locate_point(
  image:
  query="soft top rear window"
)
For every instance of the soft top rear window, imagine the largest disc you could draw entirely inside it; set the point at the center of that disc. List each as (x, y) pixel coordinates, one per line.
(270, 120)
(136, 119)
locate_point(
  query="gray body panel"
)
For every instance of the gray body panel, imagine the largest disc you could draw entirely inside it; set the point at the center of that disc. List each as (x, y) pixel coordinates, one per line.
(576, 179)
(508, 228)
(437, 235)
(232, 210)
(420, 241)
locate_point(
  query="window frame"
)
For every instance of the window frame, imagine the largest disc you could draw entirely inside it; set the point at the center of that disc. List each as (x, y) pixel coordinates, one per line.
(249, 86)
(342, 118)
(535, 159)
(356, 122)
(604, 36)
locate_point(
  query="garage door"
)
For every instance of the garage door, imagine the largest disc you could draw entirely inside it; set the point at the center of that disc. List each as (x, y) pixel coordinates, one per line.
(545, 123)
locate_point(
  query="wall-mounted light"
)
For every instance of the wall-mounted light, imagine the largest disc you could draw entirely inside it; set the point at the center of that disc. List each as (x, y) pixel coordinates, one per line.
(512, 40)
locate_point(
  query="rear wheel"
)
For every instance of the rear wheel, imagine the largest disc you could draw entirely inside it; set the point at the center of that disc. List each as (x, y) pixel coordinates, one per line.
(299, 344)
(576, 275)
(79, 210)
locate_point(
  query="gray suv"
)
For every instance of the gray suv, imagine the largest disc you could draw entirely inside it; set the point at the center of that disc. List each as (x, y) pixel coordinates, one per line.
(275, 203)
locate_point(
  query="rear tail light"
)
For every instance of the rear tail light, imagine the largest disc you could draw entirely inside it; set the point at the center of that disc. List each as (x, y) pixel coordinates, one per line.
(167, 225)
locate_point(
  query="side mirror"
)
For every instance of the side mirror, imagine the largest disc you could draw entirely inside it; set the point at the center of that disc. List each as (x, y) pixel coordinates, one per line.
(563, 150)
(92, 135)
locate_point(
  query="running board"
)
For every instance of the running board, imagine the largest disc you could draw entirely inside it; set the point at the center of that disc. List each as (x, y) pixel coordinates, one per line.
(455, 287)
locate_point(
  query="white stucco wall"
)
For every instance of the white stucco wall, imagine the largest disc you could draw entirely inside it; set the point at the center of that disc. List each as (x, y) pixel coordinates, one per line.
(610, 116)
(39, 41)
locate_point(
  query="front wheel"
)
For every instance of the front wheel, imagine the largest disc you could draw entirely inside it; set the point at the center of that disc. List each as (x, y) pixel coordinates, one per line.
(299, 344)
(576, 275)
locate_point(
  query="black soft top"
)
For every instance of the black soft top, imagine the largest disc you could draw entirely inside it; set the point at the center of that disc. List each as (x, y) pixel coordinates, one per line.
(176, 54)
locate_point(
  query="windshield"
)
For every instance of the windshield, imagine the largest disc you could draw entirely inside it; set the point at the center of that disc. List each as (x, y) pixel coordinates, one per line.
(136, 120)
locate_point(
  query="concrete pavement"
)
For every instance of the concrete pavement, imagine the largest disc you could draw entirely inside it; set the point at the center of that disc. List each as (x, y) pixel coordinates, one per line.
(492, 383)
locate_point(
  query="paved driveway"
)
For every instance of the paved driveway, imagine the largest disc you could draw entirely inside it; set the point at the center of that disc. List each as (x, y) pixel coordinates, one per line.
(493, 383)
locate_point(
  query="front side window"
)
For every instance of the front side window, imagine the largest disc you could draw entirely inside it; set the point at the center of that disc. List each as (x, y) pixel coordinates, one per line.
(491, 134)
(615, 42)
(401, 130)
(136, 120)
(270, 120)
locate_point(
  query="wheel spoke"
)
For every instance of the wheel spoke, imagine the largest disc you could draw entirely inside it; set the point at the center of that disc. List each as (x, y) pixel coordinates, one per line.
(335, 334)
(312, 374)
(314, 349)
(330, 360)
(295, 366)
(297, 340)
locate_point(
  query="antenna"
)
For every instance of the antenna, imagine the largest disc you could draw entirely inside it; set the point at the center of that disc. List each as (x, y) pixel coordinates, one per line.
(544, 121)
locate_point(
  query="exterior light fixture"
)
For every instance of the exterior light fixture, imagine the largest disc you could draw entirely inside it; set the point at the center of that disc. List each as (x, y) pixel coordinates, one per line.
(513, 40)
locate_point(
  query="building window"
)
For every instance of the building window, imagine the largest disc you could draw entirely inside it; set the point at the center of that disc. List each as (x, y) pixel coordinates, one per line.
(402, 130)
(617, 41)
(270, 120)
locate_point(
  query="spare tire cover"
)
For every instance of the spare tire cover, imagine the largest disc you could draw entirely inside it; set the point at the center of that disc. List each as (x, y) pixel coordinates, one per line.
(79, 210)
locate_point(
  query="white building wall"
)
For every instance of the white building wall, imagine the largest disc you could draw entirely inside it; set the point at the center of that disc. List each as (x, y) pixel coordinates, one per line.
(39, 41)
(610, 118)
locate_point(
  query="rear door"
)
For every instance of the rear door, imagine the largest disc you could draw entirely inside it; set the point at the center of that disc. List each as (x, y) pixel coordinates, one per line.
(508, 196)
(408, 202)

- - - - - - -

### [To do]
Repeat the data exactly, with every line included.

### [Solution to this problem]
locate_point(
  image:
  query="soft top rear window"
)
For every instance of the soft top rear window, imagine the largest disc you could draw entirely inside it; set the point at the center of that disc. List each as (x, y) pixel coordinates, one per line.
(270, 120)
(136, 119)
locate_point(
  query="gray body panel"
)
For every instance of the gray body panel, imagine the largest disc you could draw entirely inside it; set the point at the center of that disc. List each as (x, y) pixel coordinates, one per line.
(576, 179)
(508, 228)
(437, 235)
(232, 210)
(420, 241)
locate_point(
  query="window frame"
)
For every instance of the window frame, imagine the largest disc you could draw entirely inside it; set the point at the center of that disc. List each as (x, y) pixel coordinates, one per line.
(249, 86)
(342, 118)
(535, 159)
(356, 122)
(604, 36)
locate_point(
  query="garage door"
)
For every instance of the garage door, imagine the largest disc you could draw entirely inside it; set the point at the center of that disc. List each as (x, y) pixel coordinates, one per line.
(545, 123)
locate_point(
  query="wall-mounted light"
)
For every instance of the wall-mounted light, imagine the largest disc you could draw entirely inside it; set the point at the center of that disc. List each as (x, y) pixel coordinates, one per line.
(512, 40)
locate_point(
  query="rear wheel"
)
For every instance of the rear wheel, imagine the largest disc you could draw entirely inside it; set the point at the center of that disc. List each as (x, y) pixel coordinates, one per line.
(299, 344)
(576, 275)
(79, 210)
locate_point(
  query="gray suv"
)
For every instance of the gray suv, imagine the largest disc you could draw entirely inside it; set the point at the center of that disc. List each as (x, y) pixel coordinates, one per line.
(275, 203)
locate_point(
  query="rear tail light"
)
For every instance of the rear tail light, imagine the largest disc you could draw entirely inside it; set the point at the center of that disc. List each as (x, y) pixel coordinates, one per line.
(167, 225)
locate_point(
  query="side mirror"
)
For every instance of the side mirror, imagine the largest disc you could draw entirely inside it; set the point at the center of that disc. List each as (x, y) pixel coordinates, one per line.
(563, 150)
(92, 135)
locate_point(
  query="running board"
)
For every instance of the running board, imagine the largest disc you could draw entirely inside it; set the point at the center of that disc. List each as (x, y) pixel coordinates, one per line.
(455, 287)
locate_point(
  query="white stucco wall"
)
For every instance of the white stucco wall, imagine the largest disc you could draw entirely inside it; set the point at the center of that disc. List each as (x, y) pixel coordinates, one per line.
(610, 116)
(39, 41)
locate_point(
  query="front wheel"
)
For every instance of the front wheel, imagine the largest disc you could draw entirely inside it; set the point at the center of that disc. List each as (x, y) pixel coordinates, one per line.
(299, 344)
(576, 275)
locate_point(
  query="black soft top"
)
For every instance of the black soft top, imagine the largest disc you could draw entirely inside it; set the point at the center of that disc. List each as (x, y) pixel coordinates, one per line.
(176, 54)
locate_point(
  query="windshield"
)
For every instance of the windshield, imagine the largest disc you could draw entirely inside it; set the point at the center of that disc. List each as (x, y) pixel coordinates, one per line.
(136, 120)
locate_point(
  query="concrete pavement"
)
For every instance of the concrete pavement, imagine the largest disc you could draw entirely inside it; set the point at the center of that disc. List each as (x, y) pixel coordinates, one per line.
(492, 383)
locate_point(
  query="paved driveway"
)
For every instance of the paved driveway, imagine the largest disc you could draw entirely inside it; set the point at the center of that disc. List each as (x, y) pixel coordinates, one per line.
(493, 383)
locate_point(
  query="front side window"
)
For every instance of the front side window, imagine the largest disc you could draw entirely inside it; set the point at the center of that disc. List each as (x, y) pixel coordinates, one per line.
(491, 134)
(615, 42)
(401, 130)
(136, 120)
(270, 120)
locate_point(
  query="wheel spoke"
)
For every instance of the wheel spoke, imagine the largest disc you could draw entirely inside it; set the point at the center of that disc. List each as (x, y) pixel coordinates, one per line.
(335, 334)
(312, 374)
(314, 349)
(330, 360)
(295, 366)
(297, 340)
locate_point(
  query="antenna"
)
For every instance of the antenna, imagine the largest disc you could draw entirely inside it; set the point at the center of that disc. List each as (x, y) pixel coordinates, one per line.
(544, 121)
locate_point(
  query="exterior light fixture"
)
For every instance of the exterior light fixture, imagine the largest disc you could draw entirely inside it; set the point at the center of that disc. List each as (x, y) pixel coordinates, one per line.
(513, 40)
locate_point(
  query="building window"
)
For every instance of the building window, imagine the largest disc you could draw entirely inside it; set the point at the center of that disc. List each as (x, y) pixel coordinates, one per line.
(402, 130)
(617, 41)
(270, 120)
locate_point(
  query="spare tire cover"
)
For every instance of the spare tire cover, imagine the largest disc you could draw entirely inside it; set the point at the center of that disc. List each as (x, y) pixel coordinates, one per line.
(79, 210)
locate_point(
  query="white building wall"
)
For every instance of the white building wall, imagine the largest disc you could draw entirely inside it; set the point at the center of that disc. List each as (x, y) pixel coordinates, one per line.
(39, 41)
(610, 118)
locate_point(
  query="rear door"
)
For every instance of the rear door, imagine the largest disc you could draw entirely inside it; set the point at the center of that disc. List each as (x, y) pixel coordinates, one per line.
(508, 196)
(408, 202)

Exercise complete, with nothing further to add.